- Born: Gertrud M. Schüpbach February 3, 1950 (age 76) Zürich, Switzerland
- Other names: Trudi Schüpbach
- Education: University of Zürich (PhD)
- Known for: Studies of signaling pathways in pattern formation in embryonic development
- Spouse: Eric F. Wieschaus
- Awards: Honorary Degree, University of Zürich; Edwin Grant Conklin Medal, Society for Developmental Biology
- Scientific career
- Fields: Molecular biology, genetics
- Institutions: University of Zürich, Princeton University

= Gertrud Schüpbach =

Swiss-American molecular biologist (born 1950)

Trudi Schüpbach (born Zurich, Switzerland, February 3, 1950; full name Gertrud M. Schüpbach; published name Trudi Schüpbach) is a Swiss-American molecular biologist. She is an Emeritus Professor of Molecular Biology at Princeton University, where her laboratory studies molecular and genetic mechanisms in fruit fly (Drosophila melanogaster) oogenesis.

== Research ==
Schüpbach's research focuses on signaling pathways that are involved in pattern formation during embryonic development. Using the fruit fly (Drosophila melanogaster) as a model system, she revealed molecular mechanisms underlying the determination of the major axis of the embryo. Performing genetic screens, she identified mutants that result in female sterility of which many affect embryonic body patterning. By that, she contributed to the understanding of maternal factors that are deposited into the forming egg during oogenesis and that are conferred into spatial information within the developing embryo to demarcate distinct functional regions. Schüpbach continues to do research focusing on reproductive medicine; she has done much of this work with her good friend Ruth Lehmann.

== Life ==
Schüpbach received her Ph.D. in Biology from the University of Zurich, Switzerland, where she also performed her first postdoctoral work before she continued as a postdoc at Princeton University. In 1990 she was appointed as Associate Professor and promoted to Full Professor in 1994 at Princeton University. Schüpbach is married to Nobel laureate and fellow biologist Eric F. Wieschaus.

== Honors ==

- 1981 Alfred Schlafli Prize for thesis research awarded by Swiss Zoological Society
- 1999 Elected Fellow, American Academy of Arts and Sciences
- 2000 Elected Associate Member European Molecular Biology Organization
- 2005 Elected to the National Academy of Sciences
- 2006 Edwin F. Conklin Medal, Society for Developmental Biology
- 2007 Elected Fellow, American Association for the Advancement of Science
- 2011 Honorary Degree, University of Zurich, Switzerland
- 2020 Francis Amory Prize, American Academy of Arts and Sciences

== Trivia ==
Genetic screenings for maternal effect "grandchildless" mutants resulted in the identification of a set of genes that are essential for the patterning of the egg and developing embryo. Many of the affected genes were named by Trudi Schüpbach after royal dynasties that extinguished due to the lack of offspring such as staufen, vasa, valois and tudor.
•••
WORK TO BE COMPLETED: According to the biography of Gertrud Schüpbach, in what year was she promoted to Full Professor at Princeton University?
•••
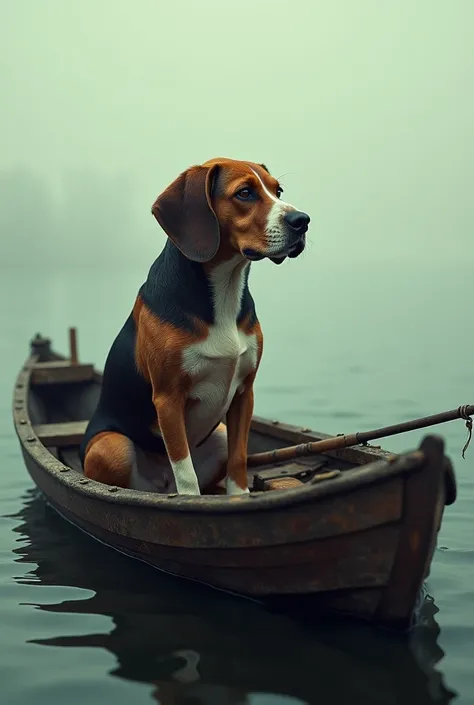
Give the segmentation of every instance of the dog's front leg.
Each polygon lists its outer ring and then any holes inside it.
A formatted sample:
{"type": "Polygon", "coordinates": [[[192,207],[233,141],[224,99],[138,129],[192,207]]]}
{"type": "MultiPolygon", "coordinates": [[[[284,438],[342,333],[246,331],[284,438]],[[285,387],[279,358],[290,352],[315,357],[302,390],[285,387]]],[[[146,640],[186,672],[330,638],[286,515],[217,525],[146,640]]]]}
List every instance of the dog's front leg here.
•••
SOLVED PROBLEM: 1994